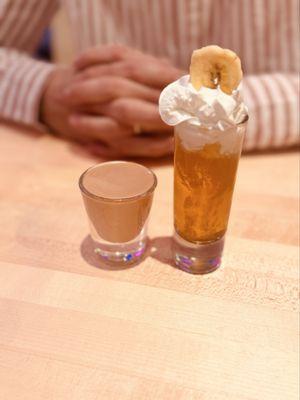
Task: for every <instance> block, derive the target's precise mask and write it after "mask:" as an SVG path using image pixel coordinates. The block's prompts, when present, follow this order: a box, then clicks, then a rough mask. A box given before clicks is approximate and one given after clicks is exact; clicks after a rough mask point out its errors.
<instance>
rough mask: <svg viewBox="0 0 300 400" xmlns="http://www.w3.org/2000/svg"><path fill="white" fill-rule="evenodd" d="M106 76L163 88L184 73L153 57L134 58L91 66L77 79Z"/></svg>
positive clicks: (79, 79)
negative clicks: (131, 80)
mask: <svg viewBox="0 0 300 400" xmlns="http://www.w3.org/2000/svg"><path fill="white" fill-rule="evenodd" d="M104 75H111V76H121V77H123V78H128V79H132V80H134V81H136V82H139V83H142V84H146V85H148V86H153V87H157V88H162V87H164V86H166V85H168V84H169V83H170V82H173V81H174V80H176V79H178V78H179V77H180V76H181V75H183V72H182V71H180V70H179V69H177V68H175V67H173V66H172V65H170V64H166V63H165V62H162V61H160V60H158V59H154V58H153V57H147V58H145V57H133V58H129V59H127V60H121V61H118V62H113V63H111V64H101V65H94V66H91V67H89V68H86V69H84V70H82V71H81V72H80V73H78V74H77V76H76V78H75V79H76V80H78V81H80V80H85V79H93V78H97V77H100V76H104Z"/></svg>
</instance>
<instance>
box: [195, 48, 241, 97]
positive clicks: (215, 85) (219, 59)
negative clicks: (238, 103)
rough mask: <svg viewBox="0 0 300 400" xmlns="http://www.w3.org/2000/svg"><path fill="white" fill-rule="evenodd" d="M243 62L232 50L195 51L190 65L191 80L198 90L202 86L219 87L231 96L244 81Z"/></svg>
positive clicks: (212, 50)
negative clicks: (242, 65) (243, 80)
mask: <svg viewBox="0 0 300 400" xmlns="http://www.w3.org/2000/svg"><path fill="white" fill-rule="evenodd" d="M242 77H243V72H242V67H241V60H240V59H239V57H238V56H237V55H236V54H235V53H234V52H233V51H231V50H228V49H222V48H221V47H219V46H206V47H202V48H201V49H199V50H195V51H194V52H193V54H192V59H191V65H190V79H191V83H192V85H193V86H194V88H195V89H196V90H199V89H200V88H201V87H202V86H205V87H208V88H211V89H215V88H217V86H218V85H219V86H220V88H221V90H222V91H223V92H224V93H227V94H231V93H232V91H233V90H234V89H236V88H237V87H238V85H239V83H240V81H241V80H242Z"/></svg>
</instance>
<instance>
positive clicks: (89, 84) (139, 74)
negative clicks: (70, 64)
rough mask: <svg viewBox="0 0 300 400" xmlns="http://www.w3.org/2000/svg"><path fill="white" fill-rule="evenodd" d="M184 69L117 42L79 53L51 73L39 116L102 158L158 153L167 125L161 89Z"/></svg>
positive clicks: (164, 144) (167, 150)
mask: <svg viewBox="0 0 300 400" xmlns="http://www.w3.org/2000/svg"><path fill="white" fill-rule="evenodd" d="M181 75H182V72H181V71H180V70H178V69H176V68H175V67H173V66H172V65H171V63H170V62H168V61H166V60H163V59H158V58H155V57H152V56H150V55H146V54H143V53H141V52H139V51H137V50H133V49H130V48H127V47H123V46H119V45H109V46H99V47H96V48H92V49H90V50H88V51H86V52H85V53H83V54H82V55H80V56H79V57H78V58H77V60H76V61H75V63H74V67H73V68H72V69H71V68H59V69H57V70H55V71H54V72H53V73H52V75H51V76H50V79H49V83H48V86H47V88H46V90H45V93H44V96H43V99H42V108H41V119H42V121H43V122H44V123H45V124H46V125H48V126H49V127H50V128H51V129H52V130H53V131H55V132H57V133H58V134H60V135H62V136H64V137H68V138H72V139H75V140H78V141H81V142H84V143H86V144H87V145H88V146H89V147H90V148H91V150H92V151H94V152H96V153H98V154H99V155H103V156H112V157H113V156H120V155H121V156H122V155H124V156H151V157H155V156H162V155H165V154H169V153H171V151H172V148H173V145H172V135H171V133H170V130H169V129H170V127H168V126H167V125H165V124H164V123H163V122H162V121H161V118H160V116H159V113H158V98H159V94H160V91H161V90H162V89H163V88H164V87H165V86H166V85H167V84H169V83H170V82H172V81H174V80H175V79H177V78H178V77H179V76H181Z"/></svg>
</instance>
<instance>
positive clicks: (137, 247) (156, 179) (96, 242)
mask: <svg viewBox="0 0 300 400" xmlns="http://www.w3.org/2000/svg"><path fill="white" fill-rule="evenodd" d="M156 185H157V178H156V176H155V174H154V173H153V172H152V171H151V170H150V169H148V168H146V167H144V166H142V165H140V164H137V163H134V162H126V161H111V162H105V163H102V164H98V165H95V166H93V167H91V168H89V169H87V170H86V171H85V172H84V173H83V174H82V175H81V177H80V179H79V187H80V190H81V193H82V197H83V202H84V205H85V209H86V213H87V216H88V220H89V225H90V232H91V236H92V239H93V240H94V243H95V252H96V253H97V254H98V255H99V256H100V258H101V259H102V260H103V261H105V262H107V263H109V264H116V265H122V264H124V265H127V264H132V263H136V262H137V261H139V260H140V259H141V258H142V257H143V254H144V252H145V249H146V244H147V225H148V219H149V213H150V209H151V205H152V200H153V194H154V190H155V188H156Z"/></svg>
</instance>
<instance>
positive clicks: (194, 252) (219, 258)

**YOUR TASK**
Please copy, exactly and with nothing else, the lines above beginning at the line that has "positive clicks: (215, 85) (219, 59)" and ending with the line that has "69L117 42L79 53L51".

**ANSWER AREA**
positive clicks: (215, 85) (219, 59)
negative clicks: (238, 103)
rough mask: <svg viewBox="0 0 300 400" xmlns="http://www.w3.org/2000/svg"><path fill="white" fill-rule="evenodd" d="M243 62L232 50L195 51L190 65L191 80L198 90L202 86L219 87L231 96L244 81Z"/></svg>
positive clicks: (212, 50)
negative clicks: (242, 65) (243, 80)
mask: <svg viewBox="0 0 300 400" xmlns="http://www.w3.org/2000/svg"><path fill="white" fill-rule="evenodd" d="M242 77H243V72H242V67H241V60H240V59H239V57H238V56H237V55H236V54H235V53H234V52H233V51H231V50H228V49H222V48H221V47H219V46H206V47H202V48H201V49H199V50H195V51H194V52H193V54H192V59H191V65H190V79H191V83H192V85H193V86H194V88H195V89H196V90H199V89H200V88H201V87H202V86H205V87H208V88H211V89H215V88H217V86H218V85H219V86H220V88H221V90H222V91H223V92H224V93H227V94H231V93H232V91H233V90H234V89H236V88H237V87H238V85H239V83H240V81H241V80H242Z"/></svg>
</instance>
<instance>
positive clicks: (89, 84) (139, 74)
negative clicks: (70, 64)
rough mask: <svg viewBox="0 0 300 400" xmlns="http://www.w3.org/2000/svg"><path fill="white" fill-rule="evenodd" d="M184 69L117 42L79 53L51 73L39 116L102 158L158 153L167 125L161 89Z"/></svg>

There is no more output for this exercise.